Do this:
Pick out each line in the records below that contains the word "green", matching case exactly, and copy those lines.

Data supplied:
>>>>>

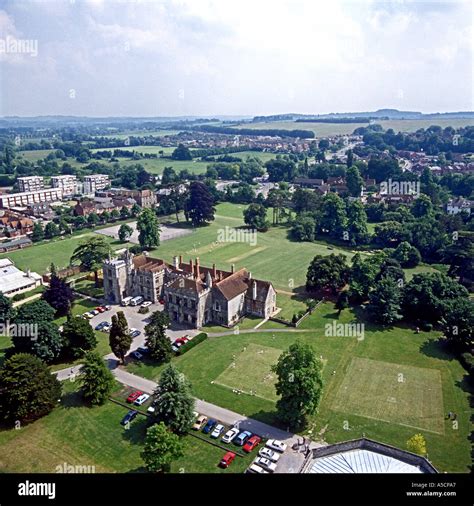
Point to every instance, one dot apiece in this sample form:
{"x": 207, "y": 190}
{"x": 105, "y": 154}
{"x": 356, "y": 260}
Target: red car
{"x": 227, "y": 460}
{"x": 251, "y": 443}
{"x": 134, "y": 396}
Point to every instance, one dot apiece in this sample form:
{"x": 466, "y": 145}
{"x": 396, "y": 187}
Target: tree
{"x": 362, "y": 277}
{"x": 28, "y": 390}
{"x": 357, "y": 223}
{"x": 148, "y": 229}
{"x": 303, "y": 228}
{"x": 384, "y": 302}
{"x": 327, "y": 272}
{"x": 174, "y": 403}
{"x": 333, "y": 216}
{"x": 91, "y": 254}
{"x": 255, "y": 216}
{"x": 342, "y": 301}
{"x": 157, "y": 341}
{"x": 51, "y": 230}
{"x": 59, "y": 294}
{"x": 7, "y": 311}
{"x": 79, "y": 336}
{"x": 417, "y": 444}
{"x": 200, "y": 205}
{"x": 425, "y": 296}
{"x": 354, "y": 181}
{"x": 125, "y": 231}
{"x": 119, "y": 337}
{"x": 299, "y": 384}
{"x": 458, "y": 322}
{"x": 161, "y": 448}
{"x": 97, "y": 382}
{"x": 181, "y": 153}
{"x": 38, "y": 232}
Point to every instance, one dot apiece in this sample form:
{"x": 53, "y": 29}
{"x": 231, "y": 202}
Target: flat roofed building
{"x": 24, "y": 199}
{"x": 67, "y": 183}
{"x": 13, "y": 280}
{"x": 364, "y": 456}
{"x": 30, "y": 183}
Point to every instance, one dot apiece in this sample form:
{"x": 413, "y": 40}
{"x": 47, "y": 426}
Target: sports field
{"x": 395, "y": 393}
{"x": 250, "y": 372}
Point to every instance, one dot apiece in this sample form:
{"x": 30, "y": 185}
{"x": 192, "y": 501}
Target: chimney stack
{"x": 198, "y": 272}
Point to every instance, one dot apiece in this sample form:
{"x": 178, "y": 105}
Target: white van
{"x": 126, "y": 301}
{"x": 136, "y": 300}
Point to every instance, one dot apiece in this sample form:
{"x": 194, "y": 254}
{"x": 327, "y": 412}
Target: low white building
{"x": 456, "y": 206}
{"x": 13, "y": 280}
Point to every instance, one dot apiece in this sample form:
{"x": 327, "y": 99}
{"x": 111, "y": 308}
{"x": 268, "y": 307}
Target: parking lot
{"x": 138, "y": 321}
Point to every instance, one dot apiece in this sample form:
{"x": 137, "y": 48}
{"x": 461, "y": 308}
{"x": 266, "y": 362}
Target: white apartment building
{"x": 95, "y": 182}
{"x": 30, "y": 183}
{"x": 9, "y": 200}
{"x": 67, "y": 183}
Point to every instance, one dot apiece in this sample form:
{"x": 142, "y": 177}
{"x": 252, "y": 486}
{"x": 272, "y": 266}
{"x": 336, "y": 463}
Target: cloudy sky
{"x": 233, "y": 57}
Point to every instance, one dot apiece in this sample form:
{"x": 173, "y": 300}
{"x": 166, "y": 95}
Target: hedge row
{"x": 191, "y": 344}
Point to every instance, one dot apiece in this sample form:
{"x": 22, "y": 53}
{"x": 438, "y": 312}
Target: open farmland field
{"x": 328, "y": 129}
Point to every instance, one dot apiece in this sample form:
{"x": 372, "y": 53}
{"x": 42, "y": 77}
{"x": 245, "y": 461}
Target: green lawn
{"x": 38, "y": 257}
{"x": 435, "y": 383}
{"x": 83, "y": 436}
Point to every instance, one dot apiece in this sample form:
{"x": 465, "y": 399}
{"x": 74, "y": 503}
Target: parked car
{"x": 129, "y": 417}
{"x": 241, "y": 439}
{"x": 134, "y": 396}
{"x": 199, "y": 423}
{"x": 230, "y": 435}
{"x": 276, "y": 445}
{"x": 209, "y": 425}
{"x": 251, "y": 443}
{"x": 101, "y": 325}
{"x": 269, "y": 454}
{"x": 267, "y": 464}
{"x": 218, "y": 430}
{"x": 141, "y": 400}
{"x": 227, "y": 460}
{"x": 256, "y": 469}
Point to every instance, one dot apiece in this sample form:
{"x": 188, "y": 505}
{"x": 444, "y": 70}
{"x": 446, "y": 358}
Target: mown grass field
{"x": 435, "y": 384}
{"x": 79, "y": 435}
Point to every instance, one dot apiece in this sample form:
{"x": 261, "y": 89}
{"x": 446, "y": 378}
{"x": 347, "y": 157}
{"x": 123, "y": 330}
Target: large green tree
{"x": 327, "y": 272}
{"x": 120, "y": 340}
{"x": 78, "y": 335}
{"x": 157, "y": 341}
{"x": 97, "y": 382}
{"x": 161, "y": 448}
{"x": 255, "y": 216}
{"x": 299, "y": 384}
{"x": 59, "y": 295}
{"x": 91, "y": 254}
{"x": 148, "y": 229}
{"x": 200, "y": 204}
{"x": 174, "y": 401}
{"x": 384, "y": 301}
{"x": 28, "y": 390}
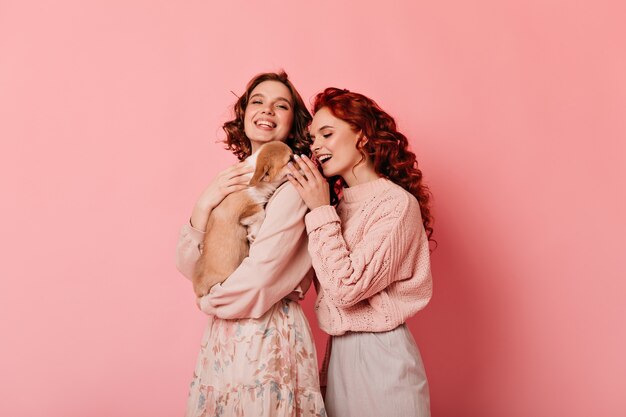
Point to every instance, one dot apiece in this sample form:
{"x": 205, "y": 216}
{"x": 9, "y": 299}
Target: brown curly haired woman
{"x": 257, "y": 355}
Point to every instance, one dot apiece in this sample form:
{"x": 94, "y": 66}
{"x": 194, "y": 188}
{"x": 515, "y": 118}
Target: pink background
{"x": 109, "y": 114}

<<<<<

Exercise result:
Target: green lawn
Target: large green tree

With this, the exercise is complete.